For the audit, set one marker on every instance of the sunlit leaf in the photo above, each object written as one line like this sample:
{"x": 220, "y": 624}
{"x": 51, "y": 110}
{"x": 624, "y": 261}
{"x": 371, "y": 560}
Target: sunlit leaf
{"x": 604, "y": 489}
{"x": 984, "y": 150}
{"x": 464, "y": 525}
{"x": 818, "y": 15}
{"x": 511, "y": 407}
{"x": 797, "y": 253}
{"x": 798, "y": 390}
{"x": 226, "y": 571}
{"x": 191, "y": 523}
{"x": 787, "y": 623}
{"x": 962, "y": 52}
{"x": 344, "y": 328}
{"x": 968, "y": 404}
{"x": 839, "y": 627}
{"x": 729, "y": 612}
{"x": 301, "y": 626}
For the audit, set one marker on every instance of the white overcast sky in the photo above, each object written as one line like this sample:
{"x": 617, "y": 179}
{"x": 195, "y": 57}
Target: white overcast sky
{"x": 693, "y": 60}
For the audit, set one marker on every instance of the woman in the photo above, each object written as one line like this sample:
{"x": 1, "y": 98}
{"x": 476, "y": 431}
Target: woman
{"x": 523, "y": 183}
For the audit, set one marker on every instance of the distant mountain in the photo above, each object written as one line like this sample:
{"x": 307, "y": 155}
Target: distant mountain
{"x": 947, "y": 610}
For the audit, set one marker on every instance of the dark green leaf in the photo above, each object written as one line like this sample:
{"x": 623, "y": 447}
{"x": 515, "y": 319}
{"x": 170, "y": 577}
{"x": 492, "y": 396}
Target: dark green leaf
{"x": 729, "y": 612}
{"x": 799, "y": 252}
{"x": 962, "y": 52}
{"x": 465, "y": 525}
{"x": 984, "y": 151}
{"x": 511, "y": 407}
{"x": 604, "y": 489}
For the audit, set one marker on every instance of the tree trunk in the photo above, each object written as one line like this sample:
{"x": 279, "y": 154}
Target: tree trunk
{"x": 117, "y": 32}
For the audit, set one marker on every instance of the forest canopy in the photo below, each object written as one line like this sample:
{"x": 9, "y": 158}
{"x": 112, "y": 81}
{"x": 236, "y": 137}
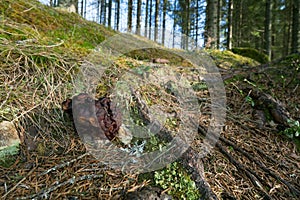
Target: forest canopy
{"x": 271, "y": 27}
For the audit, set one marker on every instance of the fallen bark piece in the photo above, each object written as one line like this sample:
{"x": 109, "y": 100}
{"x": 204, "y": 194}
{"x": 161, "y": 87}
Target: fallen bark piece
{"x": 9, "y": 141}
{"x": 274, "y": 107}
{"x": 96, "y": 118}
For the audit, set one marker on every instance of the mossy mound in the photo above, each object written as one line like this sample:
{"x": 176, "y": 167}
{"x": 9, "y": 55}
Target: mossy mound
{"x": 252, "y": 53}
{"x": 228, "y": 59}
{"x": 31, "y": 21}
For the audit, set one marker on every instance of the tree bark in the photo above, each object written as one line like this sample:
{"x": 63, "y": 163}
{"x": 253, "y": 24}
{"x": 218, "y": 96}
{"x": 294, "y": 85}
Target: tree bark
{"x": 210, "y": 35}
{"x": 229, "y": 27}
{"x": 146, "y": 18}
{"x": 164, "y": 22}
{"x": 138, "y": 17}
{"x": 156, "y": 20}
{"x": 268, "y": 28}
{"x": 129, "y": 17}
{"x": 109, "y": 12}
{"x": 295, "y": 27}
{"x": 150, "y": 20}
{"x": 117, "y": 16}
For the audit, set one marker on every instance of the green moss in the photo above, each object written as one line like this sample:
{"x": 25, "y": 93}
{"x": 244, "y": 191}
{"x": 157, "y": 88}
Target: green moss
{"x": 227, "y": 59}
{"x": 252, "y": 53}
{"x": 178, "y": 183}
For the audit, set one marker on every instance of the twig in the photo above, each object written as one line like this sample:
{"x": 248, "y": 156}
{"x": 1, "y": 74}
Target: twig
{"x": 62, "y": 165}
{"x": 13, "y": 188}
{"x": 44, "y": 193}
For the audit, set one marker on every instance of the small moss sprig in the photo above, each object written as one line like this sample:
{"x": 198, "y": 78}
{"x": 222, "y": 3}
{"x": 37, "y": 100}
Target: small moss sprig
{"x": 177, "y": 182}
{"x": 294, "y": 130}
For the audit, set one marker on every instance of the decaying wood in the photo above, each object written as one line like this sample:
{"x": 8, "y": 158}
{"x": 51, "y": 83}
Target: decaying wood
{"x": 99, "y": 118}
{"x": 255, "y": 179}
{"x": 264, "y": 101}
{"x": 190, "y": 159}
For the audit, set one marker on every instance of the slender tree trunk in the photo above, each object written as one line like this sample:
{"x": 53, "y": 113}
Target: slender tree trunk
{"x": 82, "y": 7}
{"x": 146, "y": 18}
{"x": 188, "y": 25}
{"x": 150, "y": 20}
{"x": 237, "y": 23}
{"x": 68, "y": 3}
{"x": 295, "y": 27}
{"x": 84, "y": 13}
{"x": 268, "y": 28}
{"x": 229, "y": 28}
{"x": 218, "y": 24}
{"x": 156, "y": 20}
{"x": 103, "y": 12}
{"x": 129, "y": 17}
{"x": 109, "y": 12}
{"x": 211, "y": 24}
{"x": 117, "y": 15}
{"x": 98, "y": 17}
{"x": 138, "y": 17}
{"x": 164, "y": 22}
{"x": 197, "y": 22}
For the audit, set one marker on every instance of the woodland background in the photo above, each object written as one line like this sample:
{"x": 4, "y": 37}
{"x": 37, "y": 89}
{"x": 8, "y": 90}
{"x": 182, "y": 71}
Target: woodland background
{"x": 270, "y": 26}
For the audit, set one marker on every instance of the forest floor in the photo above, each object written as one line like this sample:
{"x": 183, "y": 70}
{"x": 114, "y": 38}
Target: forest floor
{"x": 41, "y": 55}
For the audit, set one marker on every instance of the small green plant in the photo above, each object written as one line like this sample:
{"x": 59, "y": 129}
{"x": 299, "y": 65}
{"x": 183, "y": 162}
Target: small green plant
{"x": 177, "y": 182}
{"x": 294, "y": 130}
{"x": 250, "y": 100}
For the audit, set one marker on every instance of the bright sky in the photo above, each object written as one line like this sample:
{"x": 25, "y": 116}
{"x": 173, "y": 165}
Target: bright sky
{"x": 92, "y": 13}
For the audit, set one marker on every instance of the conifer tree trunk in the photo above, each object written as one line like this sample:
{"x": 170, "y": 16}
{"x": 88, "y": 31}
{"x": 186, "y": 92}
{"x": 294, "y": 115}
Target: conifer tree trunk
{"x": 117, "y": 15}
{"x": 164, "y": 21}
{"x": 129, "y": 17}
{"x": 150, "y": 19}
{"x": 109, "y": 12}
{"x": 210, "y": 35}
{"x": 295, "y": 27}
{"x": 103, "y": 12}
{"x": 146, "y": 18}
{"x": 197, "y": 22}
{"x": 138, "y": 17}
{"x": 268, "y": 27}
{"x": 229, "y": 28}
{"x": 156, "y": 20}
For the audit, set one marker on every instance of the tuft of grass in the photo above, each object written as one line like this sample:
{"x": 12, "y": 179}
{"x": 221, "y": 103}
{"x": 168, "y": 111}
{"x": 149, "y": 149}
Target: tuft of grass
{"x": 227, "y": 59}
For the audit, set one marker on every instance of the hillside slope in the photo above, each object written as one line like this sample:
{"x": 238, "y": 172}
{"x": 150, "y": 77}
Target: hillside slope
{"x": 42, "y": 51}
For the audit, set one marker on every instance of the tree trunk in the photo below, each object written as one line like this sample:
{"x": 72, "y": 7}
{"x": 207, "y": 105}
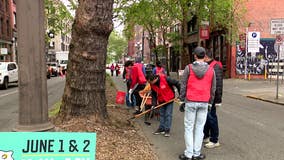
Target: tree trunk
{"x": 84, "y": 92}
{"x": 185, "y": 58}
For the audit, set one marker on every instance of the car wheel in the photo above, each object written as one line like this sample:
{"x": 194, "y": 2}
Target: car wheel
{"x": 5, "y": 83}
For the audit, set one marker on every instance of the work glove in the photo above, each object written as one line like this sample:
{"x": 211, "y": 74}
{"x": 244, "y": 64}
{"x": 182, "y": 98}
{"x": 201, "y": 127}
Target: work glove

************

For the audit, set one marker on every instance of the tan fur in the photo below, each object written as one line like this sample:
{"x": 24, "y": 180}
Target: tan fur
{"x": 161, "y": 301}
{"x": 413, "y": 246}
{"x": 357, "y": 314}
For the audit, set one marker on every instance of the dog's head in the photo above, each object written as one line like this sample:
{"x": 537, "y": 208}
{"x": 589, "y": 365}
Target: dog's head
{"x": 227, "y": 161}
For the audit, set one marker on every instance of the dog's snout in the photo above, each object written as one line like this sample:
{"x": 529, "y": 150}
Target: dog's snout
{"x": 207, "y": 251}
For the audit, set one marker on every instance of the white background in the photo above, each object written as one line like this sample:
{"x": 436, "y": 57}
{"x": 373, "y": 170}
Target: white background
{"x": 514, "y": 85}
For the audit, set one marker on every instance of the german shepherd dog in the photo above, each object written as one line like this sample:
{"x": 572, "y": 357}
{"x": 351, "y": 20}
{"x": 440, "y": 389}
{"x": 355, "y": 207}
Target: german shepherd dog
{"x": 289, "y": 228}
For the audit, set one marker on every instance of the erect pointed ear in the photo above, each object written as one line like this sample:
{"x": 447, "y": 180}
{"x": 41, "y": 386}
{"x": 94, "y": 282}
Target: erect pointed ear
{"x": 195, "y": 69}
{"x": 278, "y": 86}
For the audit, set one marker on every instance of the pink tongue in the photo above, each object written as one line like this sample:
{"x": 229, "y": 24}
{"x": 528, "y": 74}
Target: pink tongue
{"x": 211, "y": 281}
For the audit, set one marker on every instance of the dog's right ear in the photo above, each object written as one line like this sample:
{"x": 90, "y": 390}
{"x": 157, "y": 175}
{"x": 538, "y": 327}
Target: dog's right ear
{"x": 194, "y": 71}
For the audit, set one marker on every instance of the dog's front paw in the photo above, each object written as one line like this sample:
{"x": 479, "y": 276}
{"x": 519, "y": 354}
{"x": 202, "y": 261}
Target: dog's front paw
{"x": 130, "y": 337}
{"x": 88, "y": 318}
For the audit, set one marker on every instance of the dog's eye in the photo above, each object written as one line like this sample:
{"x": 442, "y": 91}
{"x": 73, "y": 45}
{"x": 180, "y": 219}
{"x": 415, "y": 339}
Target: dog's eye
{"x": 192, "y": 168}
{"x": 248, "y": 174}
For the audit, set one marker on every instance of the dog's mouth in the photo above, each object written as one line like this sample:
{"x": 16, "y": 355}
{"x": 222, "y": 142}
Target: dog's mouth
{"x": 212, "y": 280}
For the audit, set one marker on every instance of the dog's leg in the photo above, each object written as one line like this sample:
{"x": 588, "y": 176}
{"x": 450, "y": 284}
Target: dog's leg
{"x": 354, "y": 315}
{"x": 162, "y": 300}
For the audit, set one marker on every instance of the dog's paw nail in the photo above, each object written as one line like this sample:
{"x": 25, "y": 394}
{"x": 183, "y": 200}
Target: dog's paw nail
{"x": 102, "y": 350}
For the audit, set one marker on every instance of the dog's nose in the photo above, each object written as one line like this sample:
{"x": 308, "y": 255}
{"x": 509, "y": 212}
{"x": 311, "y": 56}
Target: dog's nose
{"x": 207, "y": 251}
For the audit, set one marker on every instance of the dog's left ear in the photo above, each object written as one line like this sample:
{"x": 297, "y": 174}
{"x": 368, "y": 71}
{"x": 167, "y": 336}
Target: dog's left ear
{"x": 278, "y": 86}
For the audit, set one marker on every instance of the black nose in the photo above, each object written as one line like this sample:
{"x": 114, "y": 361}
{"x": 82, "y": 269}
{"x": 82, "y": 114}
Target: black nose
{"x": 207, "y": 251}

************

▶ [Given instruction]: Reproduce verbatim the stretch of entries from the line containing "trunk in the photo below, each" through the line containing "Target: work glove", with both of those lines included. Omit the pictures from your reproduction.

▶ [Exercise solution]:
For the audit, set one marker on every instance of the tree trunk in the photo below, each object written as one line like this sample:
{"x": 72, "y": 7}
{"x": 207, "y": 105}
Target: tree trunk
{"x": 84, "y": 92}
{"x": 185, "y": 58}
For the audit, set one marker on every instance of the car wheel in the photo above, each object written as one line like this sample:
{"x": 194, "y": 2}
Target: car wheel
{"x": 5, "y": 83}
For the audit, set one marker on every instance of the work glove in the photo above, each object written as one line like this sample:
{"x": 211, "y": 74}
{"x": 244, "y": 64}
{"x": 182, "y": 98}
{"x": 201, "y": 127}
Target: work glove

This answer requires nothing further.